__SOURCE PASSAGE__

Middleton became a great star in Boston, scoring nearly nine hundred points in a Bruins uniform over the next twelve years.  Middleton had five straight seasons of at least 40 goals and 90 points and played in three NHL All Star Games. He ranks third all time in Bruins goal scoring with 402 and is the team's all-time leader in shorthanded goals with 25.

Raymond Bourque was the Bruins first choice (8th overall) in the 1979 NHL draft.  He went on the play 21 seasons with the B's becoming the Bruins' all-time career leader in games played (1,518), assists (1,111) and points (1,506).
During his career, he was selected to 13 NHL First Team (the most in history) and six Second Team All-Star squads, second in total in league history only to Gordie Howe and most amongst defencemen. He won the Norris Trophy as the top defenceman in the league five times.
Bourque was inducted into the Hockey Hall of Fame in 2004.  His  #77 is retired by both the Bruins and Avalanche

Rejean "Reggie" Lemelin is a native of Quebec City. He was chosen 125th overall by the Philadelphia Flyers in 1974. After four stellar years in the Flyers' system, Lemelin signed with the Atlanta Flames as a free agent in 1978. 
He made his NHL debut in 1978-79 and spent nine years with the Flames organization, highlited by a 30-win performance in 1984-85.
Lemelin joined the Bruins in 1987-88 and won 24 games combining with Andy Moog to backstop the club to the Stanley Cup finals. Two years later, he won 22 games and shared the William Jennings trophy with Moog.

A member of the Boston University Sports Hall of Fame, Cleon Daskalakis established himself as one of the premier goalies in New England collegiate history. 
As a senior in 1983-84, Daskalakis led the club to a stellar 28-11-1 mark, and its first NCAA Tournament bid in six years. A finalist for the Hobey Baker Award, Daskalakis received First Team All-America, First Team All-New England, ECAC Player of the Year, New England Player of the Year, and Team MVP honors, and the Walter Brown Award as the top American-born collegiate player in New England.
Cleon had three stints with the Bruins from 1984-1987.

The Bruins drafted Bob Sweeney out of Acton-Boxboro high school. in 1982. He went on to a stellar 4-year career at Boston College, highlited by a 32-goals, 32 assist season (44 games) in 1984-85.  That performance helped make him a second Team All Hockey Easy Selection.
Sweeney joined the Bruins in 1986-87 and went on to play six seasons with the club, appearing in a pair of Stanley Cup Finals (1988 and 1990).  His best season came in 1989-90 (22-24-26)
Bob also had NHL stints with the NY Islanders and Buffalo Sabres.  He is now Director of Development for the Bruins Foundation.

Glen "Feather" Featherstone was a rugged defensive-minded defenseman for 9 NHL seasons with the Bruins, New York Rangers, St. Louis Blues, Hartford Whalers and Calgary Flames.
Featherstone was drafted 73rd overall by the St. Louis Blues in the 1986 NHL Entry Draft and made his NHL debut playing for the Blues in 1988. In total, Featherstone played 384 regular season games, scoring 19 goals and 61 assists for 80 points and collecting 939 penalty minutes.
He provided toughness and solid play to the Bruins blueline from 1991-92 through 1993-94.

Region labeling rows
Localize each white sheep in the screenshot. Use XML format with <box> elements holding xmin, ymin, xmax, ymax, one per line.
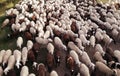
<box><xmin>94</xmin><ymin>51</ymin><xmax>107</xmax><ymax>64</ymax></box>
<box><xmin>47</xmin><ymin>43</ymin><xmax>55</xmax><ymax>55</ymax></box>
<box><xmin>3</xmin><ymin>49</ymin><xmax>12</xmax><ymax>66</ymax></box>
<box><xmin>114</xmin><ymin>50</ymin><xmax>120</xmax><ymax>62</ymax></box>
<box><xmin>50</xmin><ymin>70</ymin><xmax>58</xmax><ymax>76</ymax></box>
<box><xmin>11</xmin><ymin>23</ymin><xmax>21</xmax><ymax>31</ymax></box>
<box><xmin>0</xmin><ymin>50</ymin><xmax>5</xmax><ymax>63</ymax></box>
<box><xmin>27</xmin><ymin>40</ymin><xmax>33</xmax><ymax>50</ymax></box>
<box><xmin>103</xmin><ymin>33</ymin><xmax>113</xmax><ymax>45</ymax></box>
<box><xmin>78</xmin><ymin>63</ymin><xmax>90</xmax><ymax>76</ymax></box>
<box><xmin>95</xmin><ymin>44</ymin><xmax>105</xmax><ymax>56</ymax></box>
<box><xmin>4</xmin><ymin>55</ymin><xmax>15</xmax><ymax>75</ymax></box>
<box><xmin>1</xmin><ymin>19</ymin><xmax>10</xmax><ymax>28</ymax></box>
<box><xmin>29</xmin><ymin>73</ymin><xmax>36</xmax><ymax>76</ymax></box>
<box><xmin>16</xmin><ymin>37</ymin><xmax>23</xmax><ymax>48</ymax></box>
<box><xmin>35</xmin><ymin>37</ymin><xmax>52</xmax><ymax>45</ymax></box>
<box><xmin>68</xmin><ymin>41</ymin><xmax>82</xmax><ymax>55</ymax></box>
<box><xmin>80</xmin><ymin>51</ymin><xmax>95</xmax><ymax>70</ymax></box>
<box><xmin>90</xmin><ymin>35</ymin><xmax>96</xmax><ymax>47</ymax></box>
<box><xmin>79</xmin><ymin>34</ymin><xmax>90</xmax><ymax>45</ymax></box>
<box><xmin>13</xmin><ymin>50</ymin><xmax>21</xmax><ymax>69</ymax></box>
<box><xmin>54</xmin><ymin>37</ymin><xmax>67</xmax><ymax>51</ymax></box>
<box><xmin>21</xmin><ymin>47</ymin><xmax>28</xmax><ymax>65</ymax></box>
<box><xmin>20</xmin><ymin>66</ymin><xmax>29</xmax><ymax>76</ymax></box>
<box><xmin>0</xmin><ymin>66</ymin><xmax>3</xmax><ymax>76</ymax></box>
<box><xmin>75</xmin><ymin>38</ymin><xmax>84</xmax><ymax>50</ymax></box>
<box><xmin>95</xmin><ymin>31</ymin><xmax>103</xmax><ymax>41</ymax></box>
<box><xmin>46</xmin><ymin>26</ymin><xmax>54</xmax><ymax>37</ymax></box>
<box><xmin>43</xmin><ymin>31</ymin><xmax>50</xmax><ymax>39</ymax></box>
<box><xmin>70</xmin><ymin>50</ymin><xmax>81</xmax><ymax>65</ymax></box>
<box><xmin>30</xmin><ymin>25</ymin><xmax>36</xmax><ymax>35</ymax></box>
<box><xmin>96</xmin><ymin>61</ymin><xmax>114</xmax><ymax>76</ymax></box>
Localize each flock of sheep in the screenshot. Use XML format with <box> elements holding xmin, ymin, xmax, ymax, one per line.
<box><xmin>0</xmin><ymin>0</ymin><xmax>120</xmax><ymax>76</ymax></box>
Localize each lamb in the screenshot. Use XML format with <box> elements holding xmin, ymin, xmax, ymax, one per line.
<box><xmin>95</xmin><ymin>44</ymin><xmax>105</xmax><ymax>56</ymax></box>
<box><xmin>4</xmin><ymin>55</ymin><xmax>15</xmax><ymax>75</ymax></box>
<box><xmin>27</xmin><ymin>40</ymin><xmax>33</xmax><ymax>50</ymax></box>
<box><xmin>79</xmin><ymin>34</ymin><xmax>90</xmax><ymax>46</ymax></box>
<box><xmin>0</xmin><ymin>66</ymin><xmax>3</xmax><ymax>76</ymax></box>
<box><xmin>0</xmin><ymin>50</ymin><xmax>5</xmax><ymax>63</ymax></box>
<box><xmin>78</xmin><ymin>63</ymin><xmax>90</xmax><ymax>76</ymax></box>
<box><xmin>50</xmin><ymin>70</ymin><xmax>58</xmax><ymax>76</ymax></box>
<box><xmin>54</xmin><ymin>37</ymin><xmax>67</xmax><ymax>51</ymax></box>
<box><xmin>47</xmin><ymin>43</ymin><xmax>54</xmax><ymax>55</ymax></box>
<box><xmin>21</xmin><ymin>47</ymin><xmax>28</xmax><ymax>65</ymax></box>
<box><xmin>70</xmin><ymin>50</ymin><xmax>81</xmax><ymax>65</ymax></box>
<box><xmin>94</xmin><ymin>51</ymin><xmax>107</xmax><ymax>64</ymax></box>
<box><xmin>3</xmin><ymin>49</ymin><xmax>12</xmax><ymax>66</ymax></box>
<box><xmin>13</xmin><ymin>50</ymin><xmax>21</xmax><ymax>69</ymax></box>
<box><xmin>16</xmin><ymin>37</ymin><xmax>23</xmax><ymax>48</ymax></box>
<box><xmin>114</xmin><ymin>50</ymin><xmax>120</xmax><ymax>62</ymax></box>
<box><xmin>75</xmin><ymin>38</ymin><xmax>84</xmax><ymax>50</ymax></box>
<box><xmin>96</xmin><ymin>61</ymin><xmax>114</xmax><ymax>76</ymax></box>
<box><xmin>80</xmin><ymin>51</ymin><xmax>95</xmax><ymax>70</ymax></box>
<box><xmin>20</xmin><ymin>66</ymin><xmax>29</xmax><ymax>76</ymax></box>
<box><xmin>68</xmin><ymin>41</ymin><xmax>82</xmax><ymax>55</ymax></box>
<box><xmin>90</xmin><ymin>35</ymin><xmax>96</xmax><ymax>47</ymax></box>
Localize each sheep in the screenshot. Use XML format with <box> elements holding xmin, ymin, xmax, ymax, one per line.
<box><xmin>75</xmin><ymin>38</ymin><xmax>84</xmax><ymax>50</ymax></box>
<box><xmin>90</xmin><ymin>35</ymin><xmax>96</xmax><ymax>47</ymax></box>
<box><xmin>1</xmin><ymin>19</ymin><xmax>10</xmax><ymax>28</ymax></box>
<box><xmin>103</xmin><ymin>33</ymin><xmax>113</xmax><ymax>45</ymax></box>
<box><xmin>35</xmin><ymin>37</ymin><xmax>52</xmax><ymax>45</ymax></box>
<box><xmin>79</xmin><ymin>34</ymin><xmax>90</xmax><ymax>46</ymax></box>
<box><xmin>16</xmin><ymin>37</ymin><xmax>23</xmax><ymax>48</ymax></box>
<box><xmin>13</xmin><ymin>50</ymin><xmax>21</xmax><ymax>69</ymax></box>
<box><xmin>80</xmin><ymin>51</ymin><xmax>95</xmax><ymax>70</ymax></box>
<box><xmin>95</xmin><ymin>31</ymin><xmax>103</xmax><ymax>42</ymax></box>
<box><xmin>11</xmin><ymin>23</ymin><xmax>21</xmax><ymax>32</ymax></box>
<box><xmin>46</xmin><ymin>26</ymin><xmax>54</xmax><ymax>37</ymax></box>
<box><xmin>113</xmin><ymin>50</ymin><xmax>120</xmax><ymax>62</ymax></box>
<box><xmin>4</xmin><ymin>55</ymin><xmax>15</xmax><ymax>75</ymax></box>
<box><xmin>30</xmin><ymin>27</ymin><xmax>36</xmax><ymax>35</ymax></box>
<box><xmin>3</xmin><ymin>49</ymin><xmax>12</xmax><ymax>66</ymax></box>
<box><xmin>70</xmin><ymin>50</ymin><xmax>81</xmax><ymax>65</ymax></box>
<box><xmin>96</xmin><ymin>61</ymin><xmax>114</xmax><ymax>76</ymax></box>
<box><xmin>94</xmin><ymin>51</ymin><xmax>107</xmax><ymax>64</ymax></box>
<box><xmin>21</xmin><ymin>47</ymin><xmax>28</xmax><ymax>65</ymax></box>
<box><xmin>29</xmin><ymin>73</ymin><xmax>36</xmax><ymax>76</ymax></box>
<box><xmin>0</xmin><ymin>50</ymin><xmax>5</xmax><ymax>63</ymax></box>
<box><xmin>47</xmin><ymin>43</ymin><xmax>54</xmax><ymax>55</ymax></box>
<box><xmin>50</xmin><ymin>70</ymin><xmax>58</xmax><ymax>76</ymax></box>
<box><xmin>54</xmin><ymin>50</ymin><xmax>61</xmax><ymax>66</ymax></box>
<box><xmin>95</xmin><ymin>44</ymin><xmax>105</xmax><ymax>56</ymax></box>
<box><xmin>54</xmin><ymin>37</ymin><xmax>67</xmax><ymax>51</ymax></box>
<box><xmin>27</xmin><ymin>40</ymin><xmax>33</xmax><ymax>50</ymax></box>
<box><xmin>37</xmin><ymin>63</ymin><xmax>46</xmax><ymax>76</ymax></box>
<box><xmin>0</xmin><ymin>66</ymin><xmax>3</xmax><ymax>76</ymax></box>
<box><xmin>78</xmin><ymin>63</ymin><xmax>90</xmax><ymax>76</ymax></box>
<box><xmin>68</xmin><ymin>41</ymin><xmax>82</xmax><ymax>55</ymax></box>
<box><xmin>20</xmin><ymin>66</ymin><xmax>29</xmax><ymax>76</ymax></box>
<box><xmin>43</xmin><ymin>31</ymin><xmax>50</xmax><ymax>39</ymax></box>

__TASK REQUIREMENTS__
1/ According to the Bruins player profiles, in what year was Raymond Bourque inducted into the Hockey Hall of Fame?
2/ From the Bruins player profiles, extract everything from "During his career, he" down to "agent in 1978.".

__ANSWERS TO THE PROBLEMS__
1/ 2004

2/
During his career, he was selected to 13 NHL First Team (the most in history) and six Second Team All-Star squads, second in total in league history only to Gordie Howe and most amongst defencemen. He won the Norris Trophy as the top defenceman in the league five times.
Bourque was inducted into the Hockey Hall of Fame in 2004.  His  #77 is retired by both the Bruins and Avalanche

Rejean "Reggie" Lemelin is a native of Quebec City. He was chosen 125th overall by the Philadelphia Flyers in 1974. After four stellar years in the Flyers' system, Lemelin signed with the Atlanta Flames as a free agent in 1978.